#### [What to produce]
What is needed is a word-for-word transcription of every record below.

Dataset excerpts
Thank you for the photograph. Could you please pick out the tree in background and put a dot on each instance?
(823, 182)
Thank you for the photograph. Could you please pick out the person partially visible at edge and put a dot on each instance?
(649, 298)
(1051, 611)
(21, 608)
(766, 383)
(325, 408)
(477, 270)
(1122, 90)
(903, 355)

#### [Written answer]
Thank you for the photograph. Could you please pick out the tree in background and put a dot on each instance?
(823, 182)
Thank you for the photograph. Could you please pick out the person partially visible at edge and put a dot on each instance?
(649, 298)
(1051, 611)
(21, 608)
(766, 383)
(325, 408)
(477, 270)
(1122, 90)
(903, 355)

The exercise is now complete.